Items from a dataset
★ ★ ★ ★ ★ ★ ★

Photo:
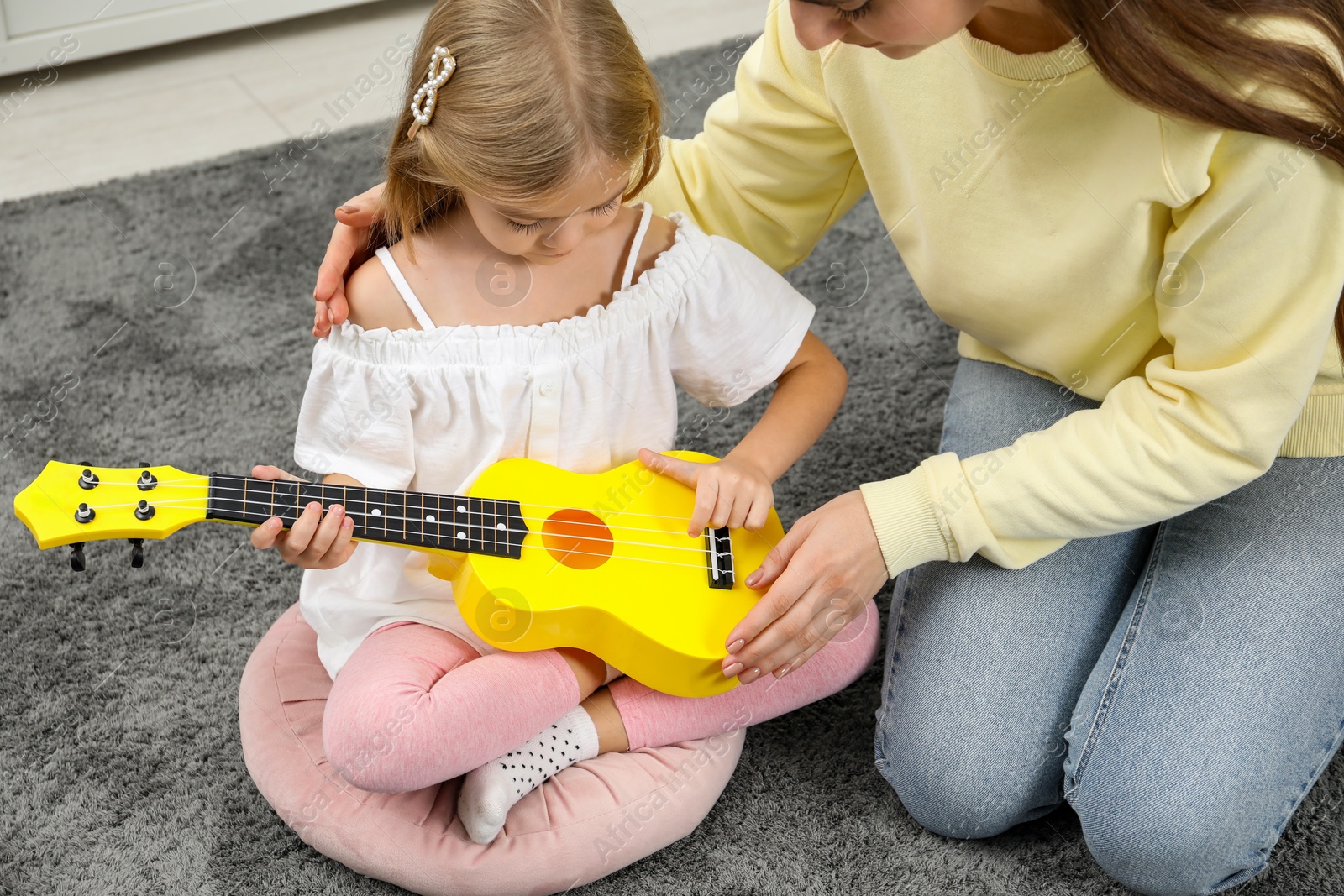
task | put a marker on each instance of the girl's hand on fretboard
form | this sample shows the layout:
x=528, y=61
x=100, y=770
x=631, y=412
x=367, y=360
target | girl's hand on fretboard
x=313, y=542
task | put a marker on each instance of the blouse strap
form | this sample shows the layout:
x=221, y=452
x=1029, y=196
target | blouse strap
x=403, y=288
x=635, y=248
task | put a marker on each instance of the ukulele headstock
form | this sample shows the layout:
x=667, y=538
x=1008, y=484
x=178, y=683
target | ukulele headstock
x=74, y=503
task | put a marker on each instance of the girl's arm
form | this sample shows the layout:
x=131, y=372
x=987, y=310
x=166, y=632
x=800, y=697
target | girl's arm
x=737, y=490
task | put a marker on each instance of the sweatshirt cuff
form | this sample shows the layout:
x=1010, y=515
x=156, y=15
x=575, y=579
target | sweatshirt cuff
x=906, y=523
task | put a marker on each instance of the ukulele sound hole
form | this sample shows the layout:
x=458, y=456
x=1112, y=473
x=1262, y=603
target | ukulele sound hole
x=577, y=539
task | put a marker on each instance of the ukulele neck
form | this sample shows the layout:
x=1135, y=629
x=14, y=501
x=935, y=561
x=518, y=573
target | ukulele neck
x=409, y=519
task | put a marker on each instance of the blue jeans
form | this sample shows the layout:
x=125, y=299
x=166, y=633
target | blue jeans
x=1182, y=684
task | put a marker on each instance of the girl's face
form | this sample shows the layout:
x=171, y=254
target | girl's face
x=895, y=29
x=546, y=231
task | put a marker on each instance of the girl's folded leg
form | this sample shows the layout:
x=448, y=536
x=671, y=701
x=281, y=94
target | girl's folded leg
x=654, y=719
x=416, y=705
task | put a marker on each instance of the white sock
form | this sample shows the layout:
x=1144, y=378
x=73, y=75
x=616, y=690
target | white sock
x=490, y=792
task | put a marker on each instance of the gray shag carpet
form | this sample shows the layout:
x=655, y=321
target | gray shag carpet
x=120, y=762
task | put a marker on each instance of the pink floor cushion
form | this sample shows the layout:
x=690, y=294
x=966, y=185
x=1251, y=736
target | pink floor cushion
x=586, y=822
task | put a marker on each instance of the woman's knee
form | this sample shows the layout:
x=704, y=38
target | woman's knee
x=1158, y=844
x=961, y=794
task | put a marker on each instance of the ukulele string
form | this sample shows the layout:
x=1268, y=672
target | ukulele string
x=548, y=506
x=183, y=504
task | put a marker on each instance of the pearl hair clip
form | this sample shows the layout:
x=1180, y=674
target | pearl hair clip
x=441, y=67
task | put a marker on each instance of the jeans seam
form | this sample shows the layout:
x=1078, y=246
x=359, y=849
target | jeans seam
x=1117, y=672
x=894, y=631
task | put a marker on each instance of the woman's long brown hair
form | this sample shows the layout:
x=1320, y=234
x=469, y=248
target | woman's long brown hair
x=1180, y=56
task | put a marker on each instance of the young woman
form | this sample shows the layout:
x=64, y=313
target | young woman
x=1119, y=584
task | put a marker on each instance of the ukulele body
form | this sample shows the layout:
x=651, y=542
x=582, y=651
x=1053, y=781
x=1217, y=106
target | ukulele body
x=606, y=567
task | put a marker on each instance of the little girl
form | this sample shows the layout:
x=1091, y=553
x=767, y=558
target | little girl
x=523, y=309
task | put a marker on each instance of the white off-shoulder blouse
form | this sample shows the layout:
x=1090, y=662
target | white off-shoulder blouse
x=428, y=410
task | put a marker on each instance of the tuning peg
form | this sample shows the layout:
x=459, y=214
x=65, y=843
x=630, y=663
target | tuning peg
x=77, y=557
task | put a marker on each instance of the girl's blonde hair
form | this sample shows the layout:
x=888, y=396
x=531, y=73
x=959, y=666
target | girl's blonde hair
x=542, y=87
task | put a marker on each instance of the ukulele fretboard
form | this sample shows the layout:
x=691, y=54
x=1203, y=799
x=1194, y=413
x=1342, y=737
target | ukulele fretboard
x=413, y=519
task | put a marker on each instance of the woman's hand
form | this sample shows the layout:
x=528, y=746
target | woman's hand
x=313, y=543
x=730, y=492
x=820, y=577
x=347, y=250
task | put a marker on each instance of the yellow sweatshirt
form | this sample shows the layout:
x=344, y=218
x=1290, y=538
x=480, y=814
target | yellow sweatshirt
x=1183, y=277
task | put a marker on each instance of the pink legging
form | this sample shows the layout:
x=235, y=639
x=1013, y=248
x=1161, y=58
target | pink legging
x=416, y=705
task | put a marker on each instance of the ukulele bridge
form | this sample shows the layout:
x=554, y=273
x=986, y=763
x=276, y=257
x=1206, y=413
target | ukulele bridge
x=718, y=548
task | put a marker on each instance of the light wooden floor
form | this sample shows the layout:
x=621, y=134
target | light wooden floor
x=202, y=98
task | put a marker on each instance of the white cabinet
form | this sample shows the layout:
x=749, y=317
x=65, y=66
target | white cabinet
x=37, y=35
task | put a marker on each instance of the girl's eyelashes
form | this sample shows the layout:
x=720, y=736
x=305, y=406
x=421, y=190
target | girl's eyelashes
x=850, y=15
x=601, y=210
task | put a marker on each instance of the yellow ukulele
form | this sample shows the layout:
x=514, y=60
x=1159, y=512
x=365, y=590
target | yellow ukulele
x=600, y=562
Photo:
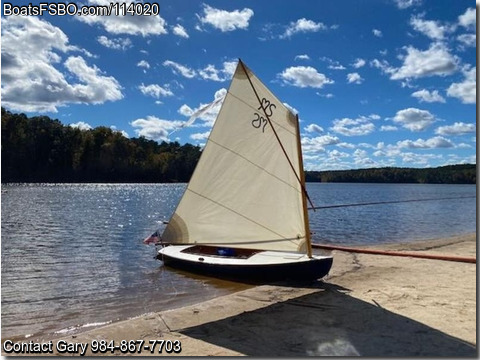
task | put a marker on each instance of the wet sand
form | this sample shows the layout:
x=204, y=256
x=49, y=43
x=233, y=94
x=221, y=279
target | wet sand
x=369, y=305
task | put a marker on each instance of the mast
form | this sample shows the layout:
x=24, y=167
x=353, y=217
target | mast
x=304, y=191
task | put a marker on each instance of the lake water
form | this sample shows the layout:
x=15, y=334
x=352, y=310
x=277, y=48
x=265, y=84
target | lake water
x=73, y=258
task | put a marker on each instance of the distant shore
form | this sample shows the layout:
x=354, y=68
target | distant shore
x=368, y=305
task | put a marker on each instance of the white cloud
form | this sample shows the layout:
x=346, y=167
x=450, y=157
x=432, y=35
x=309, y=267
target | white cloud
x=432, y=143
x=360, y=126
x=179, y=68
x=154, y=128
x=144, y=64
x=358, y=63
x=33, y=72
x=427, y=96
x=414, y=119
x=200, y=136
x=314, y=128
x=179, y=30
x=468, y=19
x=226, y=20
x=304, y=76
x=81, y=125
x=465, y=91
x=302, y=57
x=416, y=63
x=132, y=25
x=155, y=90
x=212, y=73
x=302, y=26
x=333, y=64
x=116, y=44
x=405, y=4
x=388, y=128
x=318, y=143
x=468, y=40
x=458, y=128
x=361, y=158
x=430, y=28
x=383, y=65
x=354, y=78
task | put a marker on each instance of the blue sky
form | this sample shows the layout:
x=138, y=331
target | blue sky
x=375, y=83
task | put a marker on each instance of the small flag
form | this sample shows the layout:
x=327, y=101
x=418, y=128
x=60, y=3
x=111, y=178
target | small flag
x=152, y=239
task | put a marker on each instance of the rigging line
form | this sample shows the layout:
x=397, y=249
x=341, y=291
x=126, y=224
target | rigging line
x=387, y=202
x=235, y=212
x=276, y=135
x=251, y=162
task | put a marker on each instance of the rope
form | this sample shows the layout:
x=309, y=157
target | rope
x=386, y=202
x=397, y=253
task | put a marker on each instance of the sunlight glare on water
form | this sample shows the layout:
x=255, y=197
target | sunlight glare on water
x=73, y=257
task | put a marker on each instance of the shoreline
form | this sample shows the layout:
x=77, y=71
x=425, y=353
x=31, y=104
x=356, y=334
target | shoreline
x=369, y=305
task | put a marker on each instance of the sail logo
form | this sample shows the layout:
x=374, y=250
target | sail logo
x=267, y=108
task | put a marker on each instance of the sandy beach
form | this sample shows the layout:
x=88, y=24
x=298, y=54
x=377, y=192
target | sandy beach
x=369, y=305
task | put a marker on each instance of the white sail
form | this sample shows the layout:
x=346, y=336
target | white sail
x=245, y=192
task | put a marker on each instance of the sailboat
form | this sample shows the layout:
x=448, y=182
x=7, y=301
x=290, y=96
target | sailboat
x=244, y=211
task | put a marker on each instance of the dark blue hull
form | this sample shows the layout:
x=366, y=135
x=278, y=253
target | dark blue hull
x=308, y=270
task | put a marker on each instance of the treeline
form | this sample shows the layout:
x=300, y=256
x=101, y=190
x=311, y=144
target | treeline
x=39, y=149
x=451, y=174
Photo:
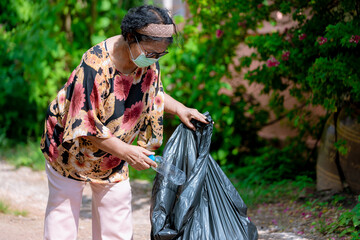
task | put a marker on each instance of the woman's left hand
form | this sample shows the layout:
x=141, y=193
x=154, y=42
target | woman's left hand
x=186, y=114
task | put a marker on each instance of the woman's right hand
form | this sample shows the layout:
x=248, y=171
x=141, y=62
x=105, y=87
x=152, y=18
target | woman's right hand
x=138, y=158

★ ★ ★ ★ ★ ★ ★

Above are records; repeat only the lines starting at the line with "the woman's knee" and ending at the line with "x=1090, y=662", exactly as they appear, both included.

task | put a marker on each instance of the woman's knee
form | this sample shows the layout:
x=704, y=38
target | woman's knee
x=1158, y=844
x=961, y=794
task | put a marker on each instance of the ukulele string
form | this sample shows the layout:
x=1268, y=672
target | ukulele string
x=548, y=506
x=183, y=504
task | put a marker on each instance of the pearl hair clip
form | this sample shows the layout:
x=1180, y=674
target | pearl hair clip
x=441, y=67
task | put a marker on each instance of the jeans seam
form | this sample shows the layout:
x=1078, y=246
x=359, y=849
target | jeans seam
x=1117, y=672
x=894, y=631
task | put a marker on each instance of the woman's long brown hair
form | this sample shows the layout:
x=1320, y=234
x=469, y=248
target | woman's long brown hair
x=1180, y=56
task | put a marker on each instance of the young woman
form | this sample shows the layout:
x=64, y=313
target | young woman
x=1119, y=584
task | put a marker on each instance of the ukulele body
form | this sample shows the layout:
x=651, y=542
x=582, y=651
x=1053, y=781
x=1217, y=106
target | ukulele body
x=606, y=567
task | put a marker on each instance of the little girl
form | this sample shows the layout:
x=1091, y=553
x=767, y=558
target | little girl
x=523, y=309
task | put a marker on each instance of the white off-shoulder blouse
form | this sample shows the layout:
x=1090, y=662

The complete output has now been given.